> [SOURCE]:
┌────────
My Mrs works for an insurance company and they are not allowed to use the word brainstorm in case it offends somebody with disabilities....they call it a mind shower. Absolutely pathetic......I'm afraid it will get worse.


----------



## Smeds (Oct 28, 2009)

Is it ok to refer to a white person as a monkey?

Is the term 'pay peanuts, get monkeys' banned now?

To me, calling someone a monkey means they're a bit of an idiot, foolish, maybe a bit useless.


----------



## NickG (Aug 15, 2013)

zzrob said:


> The world has gone crazy...you're not allowed to say jack shit these days (no offence Jack)!


 :lol: :lol: Poor Jack!! hahhahaha!!


----------



## Pale Rider (Nov 15, 2011)

Smeds said:


> Is it ok to refer to a white person as a monkey?


You can call a white person absolutely anything you like - especially if they're male. "White honky trash" is absolutely fine. Saying that the BBC is "hideously white" (as Greg **** said when he was DG) also absolutely fine.

The problem comes when you refer to any of the so-called "ethnic minorities" in a dodgy way. Then you're in trouble - and might even get a visit from the Old Bill if they need to bump up their conviction rate this month.
└────────
> [INFORMATION SHOWN]:
┌────────
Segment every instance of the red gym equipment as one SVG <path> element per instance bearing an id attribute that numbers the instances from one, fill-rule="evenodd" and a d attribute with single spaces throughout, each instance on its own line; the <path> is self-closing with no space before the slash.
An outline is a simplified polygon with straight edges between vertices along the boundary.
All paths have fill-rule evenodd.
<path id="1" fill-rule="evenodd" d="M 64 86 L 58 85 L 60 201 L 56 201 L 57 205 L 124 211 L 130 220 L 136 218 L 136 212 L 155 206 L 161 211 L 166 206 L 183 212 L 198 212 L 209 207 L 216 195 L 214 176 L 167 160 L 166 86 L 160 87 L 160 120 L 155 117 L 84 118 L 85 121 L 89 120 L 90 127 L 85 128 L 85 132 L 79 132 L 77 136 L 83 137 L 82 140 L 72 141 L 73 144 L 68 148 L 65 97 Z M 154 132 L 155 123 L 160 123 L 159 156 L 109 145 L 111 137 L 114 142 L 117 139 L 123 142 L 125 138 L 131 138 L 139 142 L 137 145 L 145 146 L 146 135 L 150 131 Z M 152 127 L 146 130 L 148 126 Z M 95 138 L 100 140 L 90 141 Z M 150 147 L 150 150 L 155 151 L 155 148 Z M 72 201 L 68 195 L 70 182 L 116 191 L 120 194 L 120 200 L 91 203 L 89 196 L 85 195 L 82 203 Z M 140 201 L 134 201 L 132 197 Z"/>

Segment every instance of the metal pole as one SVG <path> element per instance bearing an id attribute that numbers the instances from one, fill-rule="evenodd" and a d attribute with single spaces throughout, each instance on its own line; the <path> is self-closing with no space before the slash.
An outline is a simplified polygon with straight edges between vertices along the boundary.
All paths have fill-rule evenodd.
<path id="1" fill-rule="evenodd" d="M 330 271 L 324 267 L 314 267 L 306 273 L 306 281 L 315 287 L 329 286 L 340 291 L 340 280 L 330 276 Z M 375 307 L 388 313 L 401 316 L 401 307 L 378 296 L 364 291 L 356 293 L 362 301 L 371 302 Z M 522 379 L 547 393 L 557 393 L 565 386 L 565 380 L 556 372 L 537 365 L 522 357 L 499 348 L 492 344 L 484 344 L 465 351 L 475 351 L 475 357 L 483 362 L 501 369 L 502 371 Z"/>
└────────
┌────────
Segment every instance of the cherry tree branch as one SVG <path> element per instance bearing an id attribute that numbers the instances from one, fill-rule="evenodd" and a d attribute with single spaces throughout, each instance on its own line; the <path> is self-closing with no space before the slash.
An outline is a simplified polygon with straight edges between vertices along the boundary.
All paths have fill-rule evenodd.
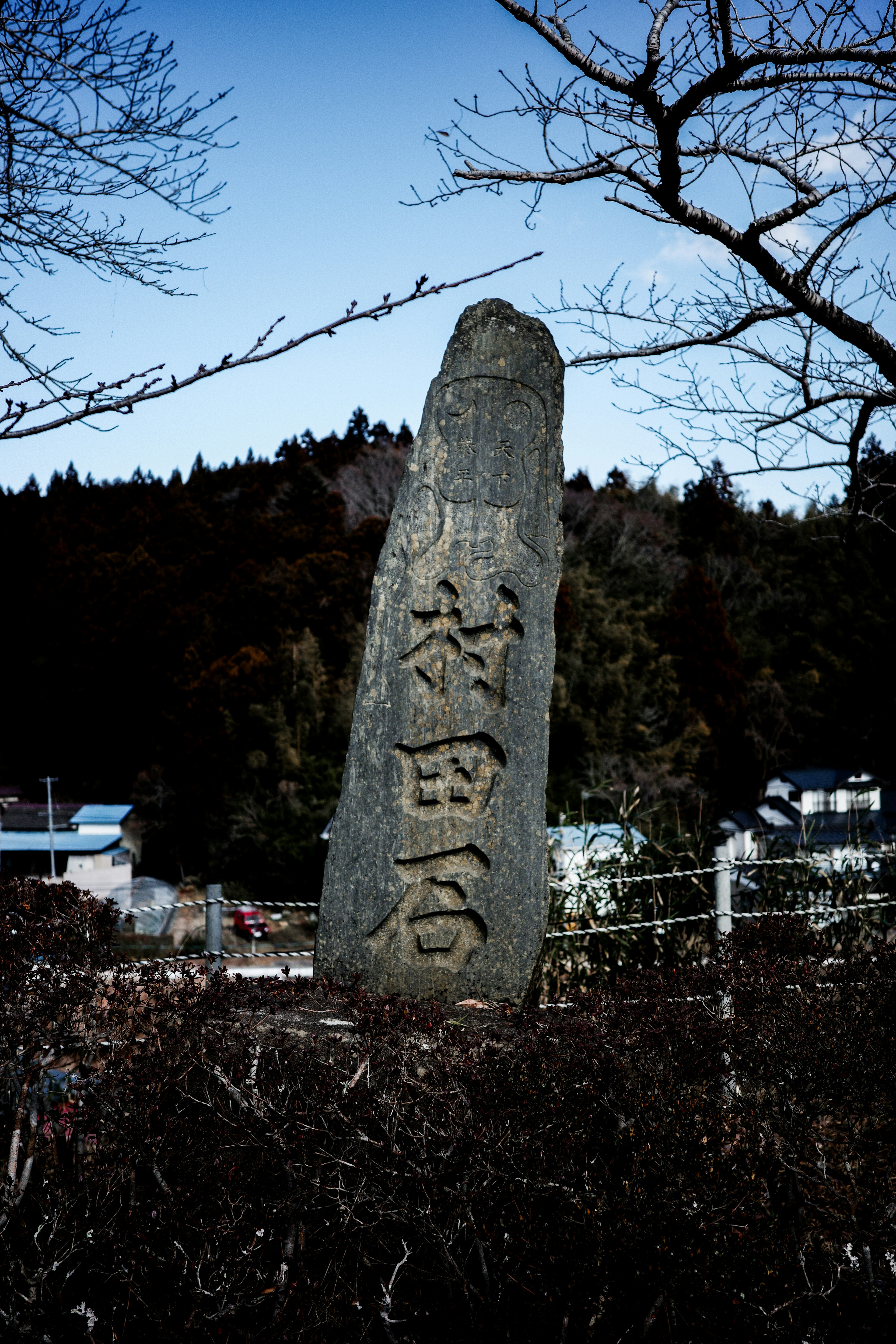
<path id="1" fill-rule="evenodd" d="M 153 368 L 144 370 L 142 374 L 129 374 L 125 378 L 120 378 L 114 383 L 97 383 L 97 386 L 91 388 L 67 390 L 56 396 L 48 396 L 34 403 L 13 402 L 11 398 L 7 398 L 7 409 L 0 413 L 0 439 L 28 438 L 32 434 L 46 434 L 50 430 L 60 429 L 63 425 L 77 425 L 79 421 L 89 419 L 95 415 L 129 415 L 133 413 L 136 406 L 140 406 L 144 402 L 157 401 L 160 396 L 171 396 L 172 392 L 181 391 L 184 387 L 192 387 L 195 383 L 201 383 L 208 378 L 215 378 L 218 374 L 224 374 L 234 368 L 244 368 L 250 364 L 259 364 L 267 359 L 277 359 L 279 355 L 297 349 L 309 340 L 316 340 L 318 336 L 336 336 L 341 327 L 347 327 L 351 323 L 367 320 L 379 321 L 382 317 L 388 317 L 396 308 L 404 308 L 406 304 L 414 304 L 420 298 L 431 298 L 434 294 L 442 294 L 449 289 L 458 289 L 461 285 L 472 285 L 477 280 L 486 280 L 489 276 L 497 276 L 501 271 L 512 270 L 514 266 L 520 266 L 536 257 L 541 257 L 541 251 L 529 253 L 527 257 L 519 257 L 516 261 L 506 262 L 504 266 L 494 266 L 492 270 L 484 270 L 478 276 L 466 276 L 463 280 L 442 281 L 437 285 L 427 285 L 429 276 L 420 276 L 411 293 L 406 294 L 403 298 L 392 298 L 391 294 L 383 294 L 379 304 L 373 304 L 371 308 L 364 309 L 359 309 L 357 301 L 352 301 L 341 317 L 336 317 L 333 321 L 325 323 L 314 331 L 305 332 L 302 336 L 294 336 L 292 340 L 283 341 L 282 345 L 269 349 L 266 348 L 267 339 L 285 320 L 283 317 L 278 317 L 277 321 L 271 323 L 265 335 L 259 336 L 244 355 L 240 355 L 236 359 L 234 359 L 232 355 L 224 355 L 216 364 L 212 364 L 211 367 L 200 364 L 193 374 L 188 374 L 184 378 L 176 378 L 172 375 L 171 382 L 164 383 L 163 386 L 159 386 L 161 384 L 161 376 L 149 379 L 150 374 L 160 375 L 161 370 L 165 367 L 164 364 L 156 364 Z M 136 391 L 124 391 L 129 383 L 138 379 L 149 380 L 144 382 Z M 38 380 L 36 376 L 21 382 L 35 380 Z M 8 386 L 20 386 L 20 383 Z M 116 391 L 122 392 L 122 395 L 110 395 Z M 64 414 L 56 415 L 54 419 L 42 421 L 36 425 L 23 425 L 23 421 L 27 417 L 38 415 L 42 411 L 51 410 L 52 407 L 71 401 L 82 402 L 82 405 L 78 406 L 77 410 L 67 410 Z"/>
└────────
┌────────
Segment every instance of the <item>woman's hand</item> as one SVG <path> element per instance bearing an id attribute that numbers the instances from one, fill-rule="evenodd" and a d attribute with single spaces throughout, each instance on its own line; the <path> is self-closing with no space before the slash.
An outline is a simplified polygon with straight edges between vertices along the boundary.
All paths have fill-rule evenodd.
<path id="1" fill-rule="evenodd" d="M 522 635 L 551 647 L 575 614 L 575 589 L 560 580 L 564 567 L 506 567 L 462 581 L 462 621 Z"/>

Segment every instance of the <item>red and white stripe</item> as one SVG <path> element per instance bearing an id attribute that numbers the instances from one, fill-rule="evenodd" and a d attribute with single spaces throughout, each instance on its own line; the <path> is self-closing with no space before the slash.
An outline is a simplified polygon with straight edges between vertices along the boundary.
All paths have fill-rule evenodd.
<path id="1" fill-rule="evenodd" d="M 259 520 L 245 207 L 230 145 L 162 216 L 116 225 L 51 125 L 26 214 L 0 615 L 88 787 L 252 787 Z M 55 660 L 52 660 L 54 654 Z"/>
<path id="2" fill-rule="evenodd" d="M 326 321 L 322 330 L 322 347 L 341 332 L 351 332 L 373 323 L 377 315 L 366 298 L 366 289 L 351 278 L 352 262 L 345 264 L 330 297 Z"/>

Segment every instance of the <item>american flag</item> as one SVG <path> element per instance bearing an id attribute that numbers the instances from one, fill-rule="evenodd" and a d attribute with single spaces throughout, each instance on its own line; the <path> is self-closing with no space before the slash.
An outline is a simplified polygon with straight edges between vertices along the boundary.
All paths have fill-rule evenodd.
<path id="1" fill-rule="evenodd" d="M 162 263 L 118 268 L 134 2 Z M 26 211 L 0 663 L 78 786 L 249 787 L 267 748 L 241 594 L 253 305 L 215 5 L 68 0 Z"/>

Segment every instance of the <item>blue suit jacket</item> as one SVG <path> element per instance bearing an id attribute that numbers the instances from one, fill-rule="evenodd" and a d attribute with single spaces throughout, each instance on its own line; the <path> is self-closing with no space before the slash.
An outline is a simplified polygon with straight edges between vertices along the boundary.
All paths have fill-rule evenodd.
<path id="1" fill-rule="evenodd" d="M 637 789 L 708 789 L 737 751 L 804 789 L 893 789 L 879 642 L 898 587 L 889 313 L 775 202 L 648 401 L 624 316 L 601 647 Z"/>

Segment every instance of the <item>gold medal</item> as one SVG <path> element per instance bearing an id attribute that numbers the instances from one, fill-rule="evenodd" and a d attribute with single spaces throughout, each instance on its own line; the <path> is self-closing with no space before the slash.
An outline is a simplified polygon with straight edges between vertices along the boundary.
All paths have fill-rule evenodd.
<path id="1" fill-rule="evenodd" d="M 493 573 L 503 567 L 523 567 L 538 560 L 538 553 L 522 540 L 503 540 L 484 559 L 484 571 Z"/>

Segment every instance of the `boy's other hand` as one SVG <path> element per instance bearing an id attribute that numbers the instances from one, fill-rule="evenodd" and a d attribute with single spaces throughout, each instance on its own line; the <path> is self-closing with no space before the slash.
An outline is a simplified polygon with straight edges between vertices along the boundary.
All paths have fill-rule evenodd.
└────────
> [GIVEN PROBLEM 1]:
Which usernames appear as post headers in the forum thread?
> [GIVEN PROBLEM 2]:
In the forum thread, what do staff at the insurance company call a brainstorm instead?
> [GIVEN PROBLEM 3]:
Resume the forum thread on banned words from the point where it stops.

> [EXERCISE RESPONSE 1]:
Smeds, NickG, Pale Rider

> [EXERCISE RESPONSE 2]:
A mind shower.

> [EXERCISE RESPONSE 3]:
But maybe things are changing. Roy Hodgson seems to have got away with calling Andros Townsend a "monkey". Maybe the fans can go back to chucking bananas now. :wink:


----------



## ZephyR2 (Feb 20, 2013)

I think you had to be in the dressing room at the time to really understand the context of the remark. None of us were, nor were the press. And perhaps even more importantly none of us were present during the preceding few days of training when references to such matters like the NSA space monkey may have been raised several times in relation to other circumstances. It could have already been an in joke.
Who knows? You don't.


----------



## jack19881011 (Nov 5, 2013)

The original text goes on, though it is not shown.